Page text -
========================================
By Thomson Reuters May 4, 2026 | 3:06 PM

May 4 (Reuters) – Vertex Pharmaceuticals on Monday beat Wall Street estimates for first-quarter adjusted profit, helped by a near eight-fold surge in sales of ​its new cystic fibrosis treatment.

Cystic fibrosis (CF) is ‌a rare and progressive genetic disorder caused by the absence of a protein regulating salt and water transport in and out of cells, leading to severe respiratory and digestive problems such ‌as ​persistent coughing, wheezing and impaired ⁠nutrition.

The company’s new cystic ⁠fibrosis drug, the once-daily triple combination therapy Alyftrek, brought in sales of $424.4 million in the first quarter, compared with $53.9 million a year ago — a 687% increase. ​Alyftrek was approved in December 2024.

Vertex, a dominant player in cystic fibrosis drugs, has been eyeing other ⁠avenues for diversification. Key growth areas ⁠include Casgevy, its gene therapy for ​sickle cell disease and transfusion-dependent beta-thalassemia, as well as Journavx, ​a novel non-opioid pain treatment.

The company’s older CF ‌drug, the combination therapy Trikafta, brought in sales of $2.35 billion in the quarter, missing analyst expectations of $2.64 billion, according to data compiled by LSEG.

The company reiterated its ⁠expectations of annual revenue in the range of $12.95 billion to $13.1 billion.

Since Journavx’s launch in March last year, more than ⁠1 million prescriptions ‌have been filled. In the first ⁠quarter of 2026, prescriptions exceeded 350,000, the ​company ‌said, generating revenue of $29 million.

The Boston-based company ​reported an ⁠8% rise in quarterly revenue to $2.99 billion, compared with analysts’ estimates of $3.02 billion.

On an adjusted basis, the company reported first-quarter profit of $4.47 per share, compared with estimates of $4.31 per share.
========================================
Entries provided -
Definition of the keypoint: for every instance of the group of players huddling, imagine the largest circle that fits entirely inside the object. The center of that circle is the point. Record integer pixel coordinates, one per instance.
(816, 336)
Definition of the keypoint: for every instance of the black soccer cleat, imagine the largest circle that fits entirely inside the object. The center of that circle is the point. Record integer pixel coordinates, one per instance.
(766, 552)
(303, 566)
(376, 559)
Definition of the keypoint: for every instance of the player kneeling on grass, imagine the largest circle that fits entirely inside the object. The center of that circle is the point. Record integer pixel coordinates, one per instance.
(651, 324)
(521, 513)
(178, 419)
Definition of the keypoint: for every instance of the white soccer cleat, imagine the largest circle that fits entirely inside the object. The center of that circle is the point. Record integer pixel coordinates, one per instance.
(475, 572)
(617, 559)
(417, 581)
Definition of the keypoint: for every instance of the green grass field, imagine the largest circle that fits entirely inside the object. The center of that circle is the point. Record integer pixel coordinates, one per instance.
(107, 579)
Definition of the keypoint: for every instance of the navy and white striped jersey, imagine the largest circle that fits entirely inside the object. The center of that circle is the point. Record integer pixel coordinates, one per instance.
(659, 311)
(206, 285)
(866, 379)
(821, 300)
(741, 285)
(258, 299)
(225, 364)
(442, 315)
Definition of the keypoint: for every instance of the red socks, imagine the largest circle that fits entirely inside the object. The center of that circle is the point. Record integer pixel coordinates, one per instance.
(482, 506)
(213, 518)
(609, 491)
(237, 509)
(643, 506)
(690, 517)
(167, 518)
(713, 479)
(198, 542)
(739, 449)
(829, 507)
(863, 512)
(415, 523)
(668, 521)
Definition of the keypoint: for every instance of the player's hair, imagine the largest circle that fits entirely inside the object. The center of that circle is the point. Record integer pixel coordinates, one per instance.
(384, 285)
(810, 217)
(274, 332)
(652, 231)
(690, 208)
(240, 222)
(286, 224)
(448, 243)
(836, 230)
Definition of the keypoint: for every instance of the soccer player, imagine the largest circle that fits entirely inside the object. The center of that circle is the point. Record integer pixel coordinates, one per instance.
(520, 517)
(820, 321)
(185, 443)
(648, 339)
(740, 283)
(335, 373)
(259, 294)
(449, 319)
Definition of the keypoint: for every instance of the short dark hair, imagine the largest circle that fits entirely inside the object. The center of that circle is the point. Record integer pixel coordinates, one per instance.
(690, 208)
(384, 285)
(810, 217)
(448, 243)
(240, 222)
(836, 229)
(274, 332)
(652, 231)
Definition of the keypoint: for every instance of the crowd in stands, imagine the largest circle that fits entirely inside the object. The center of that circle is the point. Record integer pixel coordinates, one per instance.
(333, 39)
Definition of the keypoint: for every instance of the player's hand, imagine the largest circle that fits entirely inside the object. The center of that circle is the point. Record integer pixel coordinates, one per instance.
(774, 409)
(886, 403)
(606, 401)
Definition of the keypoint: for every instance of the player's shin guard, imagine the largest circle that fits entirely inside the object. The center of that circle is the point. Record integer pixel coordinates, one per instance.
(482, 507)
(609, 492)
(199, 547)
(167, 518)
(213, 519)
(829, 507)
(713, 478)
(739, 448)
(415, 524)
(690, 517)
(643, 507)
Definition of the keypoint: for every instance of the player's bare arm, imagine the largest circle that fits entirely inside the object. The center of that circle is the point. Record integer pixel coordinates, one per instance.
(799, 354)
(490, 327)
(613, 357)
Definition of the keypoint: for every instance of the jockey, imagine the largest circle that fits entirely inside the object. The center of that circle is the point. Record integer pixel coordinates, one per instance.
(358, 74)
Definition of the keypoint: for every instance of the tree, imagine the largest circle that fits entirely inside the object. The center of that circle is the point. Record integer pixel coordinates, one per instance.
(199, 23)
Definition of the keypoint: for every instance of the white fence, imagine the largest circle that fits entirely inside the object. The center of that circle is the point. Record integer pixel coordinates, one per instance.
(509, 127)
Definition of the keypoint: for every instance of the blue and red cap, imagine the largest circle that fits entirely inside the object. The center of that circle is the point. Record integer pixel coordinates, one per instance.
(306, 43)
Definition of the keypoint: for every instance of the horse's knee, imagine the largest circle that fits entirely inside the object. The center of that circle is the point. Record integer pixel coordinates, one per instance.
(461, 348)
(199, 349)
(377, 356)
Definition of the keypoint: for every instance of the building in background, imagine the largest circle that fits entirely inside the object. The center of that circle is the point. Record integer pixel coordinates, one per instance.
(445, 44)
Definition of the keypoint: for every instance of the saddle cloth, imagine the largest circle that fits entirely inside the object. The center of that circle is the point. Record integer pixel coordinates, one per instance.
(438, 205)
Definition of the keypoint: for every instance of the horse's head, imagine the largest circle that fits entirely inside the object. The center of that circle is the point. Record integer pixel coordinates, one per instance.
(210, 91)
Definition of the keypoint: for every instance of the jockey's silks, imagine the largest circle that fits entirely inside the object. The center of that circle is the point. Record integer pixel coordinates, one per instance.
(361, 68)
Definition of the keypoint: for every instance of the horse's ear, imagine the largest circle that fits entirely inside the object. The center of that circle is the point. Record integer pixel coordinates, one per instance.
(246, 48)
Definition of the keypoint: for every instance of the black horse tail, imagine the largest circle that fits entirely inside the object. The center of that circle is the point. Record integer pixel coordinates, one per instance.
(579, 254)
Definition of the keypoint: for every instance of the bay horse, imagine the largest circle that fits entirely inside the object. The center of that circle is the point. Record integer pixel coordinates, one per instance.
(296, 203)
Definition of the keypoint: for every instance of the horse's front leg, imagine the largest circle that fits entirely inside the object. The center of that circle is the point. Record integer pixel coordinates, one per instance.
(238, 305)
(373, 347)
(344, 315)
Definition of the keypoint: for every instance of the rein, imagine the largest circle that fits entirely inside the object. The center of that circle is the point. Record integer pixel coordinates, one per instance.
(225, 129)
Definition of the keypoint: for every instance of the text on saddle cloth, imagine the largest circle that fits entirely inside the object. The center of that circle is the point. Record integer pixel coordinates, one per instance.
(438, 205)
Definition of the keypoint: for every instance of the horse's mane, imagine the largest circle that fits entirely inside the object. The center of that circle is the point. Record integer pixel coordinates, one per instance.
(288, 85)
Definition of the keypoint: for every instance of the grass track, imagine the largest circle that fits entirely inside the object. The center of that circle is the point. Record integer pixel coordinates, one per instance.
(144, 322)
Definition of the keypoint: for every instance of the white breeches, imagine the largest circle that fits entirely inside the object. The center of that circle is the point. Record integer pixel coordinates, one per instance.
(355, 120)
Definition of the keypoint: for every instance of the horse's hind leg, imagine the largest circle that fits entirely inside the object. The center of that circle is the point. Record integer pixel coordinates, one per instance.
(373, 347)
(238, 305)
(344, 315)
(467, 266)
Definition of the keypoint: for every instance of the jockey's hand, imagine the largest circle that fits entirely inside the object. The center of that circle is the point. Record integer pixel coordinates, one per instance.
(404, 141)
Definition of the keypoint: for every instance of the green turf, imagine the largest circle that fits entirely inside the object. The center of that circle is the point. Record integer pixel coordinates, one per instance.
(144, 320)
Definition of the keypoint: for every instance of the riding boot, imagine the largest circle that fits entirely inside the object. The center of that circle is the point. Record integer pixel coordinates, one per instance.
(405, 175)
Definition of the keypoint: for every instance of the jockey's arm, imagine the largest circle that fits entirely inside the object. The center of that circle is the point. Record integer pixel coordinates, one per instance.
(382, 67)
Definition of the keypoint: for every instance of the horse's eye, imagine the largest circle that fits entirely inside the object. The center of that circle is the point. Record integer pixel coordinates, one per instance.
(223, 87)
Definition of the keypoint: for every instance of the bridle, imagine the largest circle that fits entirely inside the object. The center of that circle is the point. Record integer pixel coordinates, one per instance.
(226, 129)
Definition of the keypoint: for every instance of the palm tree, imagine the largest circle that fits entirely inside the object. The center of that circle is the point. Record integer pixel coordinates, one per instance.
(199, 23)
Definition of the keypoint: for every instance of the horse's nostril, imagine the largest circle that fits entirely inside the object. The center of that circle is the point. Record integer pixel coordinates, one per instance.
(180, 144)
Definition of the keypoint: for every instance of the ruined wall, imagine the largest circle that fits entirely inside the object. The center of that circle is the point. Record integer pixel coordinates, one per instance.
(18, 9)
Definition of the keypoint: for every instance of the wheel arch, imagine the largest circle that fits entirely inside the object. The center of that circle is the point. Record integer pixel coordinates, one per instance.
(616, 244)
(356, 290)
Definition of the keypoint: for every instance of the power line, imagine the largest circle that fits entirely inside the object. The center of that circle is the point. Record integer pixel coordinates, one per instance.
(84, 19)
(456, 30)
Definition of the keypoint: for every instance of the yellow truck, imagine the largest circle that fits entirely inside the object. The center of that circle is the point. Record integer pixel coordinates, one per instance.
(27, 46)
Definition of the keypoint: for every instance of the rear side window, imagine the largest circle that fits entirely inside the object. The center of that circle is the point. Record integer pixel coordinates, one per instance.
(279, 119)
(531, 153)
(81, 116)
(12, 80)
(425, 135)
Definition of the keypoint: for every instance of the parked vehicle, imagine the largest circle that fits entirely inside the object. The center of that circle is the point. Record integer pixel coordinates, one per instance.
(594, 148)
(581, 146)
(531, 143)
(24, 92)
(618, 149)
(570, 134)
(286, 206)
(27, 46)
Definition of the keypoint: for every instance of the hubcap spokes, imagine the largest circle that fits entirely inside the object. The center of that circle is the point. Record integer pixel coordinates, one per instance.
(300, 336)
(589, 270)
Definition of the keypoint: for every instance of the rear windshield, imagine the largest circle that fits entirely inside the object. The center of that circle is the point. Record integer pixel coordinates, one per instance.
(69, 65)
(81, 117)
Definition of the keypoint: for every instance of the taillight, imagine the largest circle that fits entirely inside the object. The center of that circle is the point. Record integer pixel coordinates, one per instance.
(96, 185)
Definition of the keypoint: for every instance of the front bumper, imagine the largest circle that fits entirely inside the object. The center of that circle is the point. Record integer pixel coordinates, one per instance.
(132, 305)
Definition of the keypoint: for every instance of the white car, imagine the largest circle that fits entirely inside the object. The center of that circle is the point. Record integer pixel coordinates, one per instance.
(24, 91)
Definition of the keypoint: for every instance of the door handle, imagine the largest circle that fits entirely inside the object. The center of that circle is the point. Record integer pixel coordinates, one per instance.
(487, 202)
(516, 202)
========================================
Task goal - Write out the Vertex earnings report word for word, everything from "The company reiterated" down to "of $4.31 per share.".

Exercise solution -
The company reiterated its ⁠expectations of annual revenue in the range of $12.95 billion to $13.1 billion.

Since Journavx’s launch in March last year, more than ⁠1 million prescriptions ‌have been filled. In the first ⁠quarter of 2026, prescriptions exceeded 350,000, the ​company ‌said, generating revenue of $29 million.

The Boston-based company ​reported an ⁠8% rise in quarterly revenue to $2.99 billion, compared with analysts’ estimates of $3.02 billion.

On an adjusted basis, the company reported first-quarter profit of $4.47 per share, compared with estimates of $4.31 per share.